#### YOUR ASSIGNMENT
From the first line to the last, reproduce the records exactly as they appear below.

#### DATA SUPPLIED
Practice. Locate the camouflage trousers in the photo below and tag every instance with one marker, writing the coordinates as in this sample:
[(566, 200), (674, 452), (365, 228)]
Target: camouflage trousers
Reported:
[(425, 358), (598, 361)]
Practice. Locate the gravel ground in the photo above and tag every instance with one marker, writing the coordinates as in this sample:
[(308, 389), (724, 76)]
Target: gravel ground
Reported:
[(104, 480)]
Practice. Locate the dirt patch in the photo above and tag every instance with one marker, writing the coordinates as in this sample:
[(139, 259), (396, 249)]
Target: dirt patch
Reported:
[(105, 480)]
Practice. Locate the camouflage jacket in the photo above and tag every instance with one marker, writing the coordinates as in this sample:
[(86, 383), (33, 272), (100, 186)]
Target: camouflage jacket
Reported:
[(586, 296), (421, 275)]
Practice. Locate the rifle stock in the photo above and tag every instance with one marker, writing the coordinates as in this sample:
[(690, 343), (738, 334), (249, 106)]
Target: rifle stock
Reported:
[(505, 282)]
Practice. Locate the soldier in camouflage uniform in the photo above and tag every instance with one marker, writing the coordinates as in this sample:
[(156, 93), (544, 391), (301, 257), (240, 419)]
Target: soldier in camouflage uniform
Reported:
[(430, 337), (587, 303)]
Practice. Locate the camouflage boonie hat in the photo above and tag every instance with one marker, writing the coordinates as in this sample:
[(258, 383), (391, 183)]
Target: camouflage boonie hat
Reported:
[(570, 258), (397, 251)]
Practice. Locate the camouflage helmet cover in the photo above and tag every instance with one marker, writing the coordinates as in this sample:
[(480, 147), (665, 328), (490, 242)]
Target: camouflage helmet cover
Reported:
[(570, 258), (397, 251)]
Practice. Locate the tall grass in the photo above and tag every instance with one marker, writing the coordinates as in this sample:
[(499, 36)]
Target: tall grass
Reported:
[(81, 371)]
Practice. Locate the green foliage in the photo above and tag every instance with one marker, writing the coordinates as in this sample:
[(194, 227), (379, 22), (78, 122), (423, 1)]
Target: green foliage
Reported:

#### RESPONSE TO THIS EXERCISE
Practice. Locate the camouflage trousers in the photo below and tag every instance with one marker, writing the coordinates as in this sample:
[(566, 200), (674, 452), (365, 228)]
Target: camouflage trousers
Reported:
[(425, 358), (598, 361)]
Practice. Locate the gravel ground in the photo above and tag every instance with one marker, writing the coordinates as in this sample:
[(308, 389), (724, 76)]
Target: gravel ground
Reported:
[(104, 480)]
Practice. Locate the dirt patch in the photo above and tag every instance with one marker, writing the coordinates as in this sample:
[(139, 259), (396, 249)]
Target: dirt patch
Reported:
[(105, 480)]
Practice. Locate the camouflage jacket in the photo above and tag every instance with one marker, writing the coordinates as in this sample:
[(86, 383), (33, 272), (100, 186)]
Target: camouflage jacket
Reported:
[(586, 296), (421, 275)]
Practice. Locate the rifle stock in the photo above and tag every instance with one marker, writing the coordinates as in this sample:
[(690, 343), (738, 334), (249, 106)]
Target: rifle stock
Reported:
[(505, 282)]
Practice. Locate the soldier in camouflage uniform in the photo above and tag every instance with one marker, writing the coordinates as in this sample:
[(156, 93), (544, 391), (301, 257), (240, 419)]
Target: soldier in camouflage uniform
Reported:
[(430, 337), (587, 303)]
Practice. Locate the camouflage boonie hat in the photo above and tag every instance with one marker, writing the coordinates as in this sample:
[(258, 383), (391, 183)]
Target: camouflage boonie hat
Reported:
[(570, 258), (397, 251)]
Practice. Locate the camouflage helmet cover in the photo above and tag every instance with one marker, writing the coordinates as in this sample:
[(480, 147), (665, 328), (490, 242)]
Target: camouflage helmet cover
Reported:
[(570, 258), (397, 251)]
Practice. Locate the tall grass in the photo above and tag every instance with one marker, writing the coordinates as in this sample:
[(499, 36)]
Target: tall grass
Reported:
[(81, 371)]
Practice. Locate the green foliage in the photo above and tag every instance with one marker, writing the coordinates as in this sample:
[(194, 227), (379, 22), (78, 122), (423, 1)]
Target: green foliage
Reported:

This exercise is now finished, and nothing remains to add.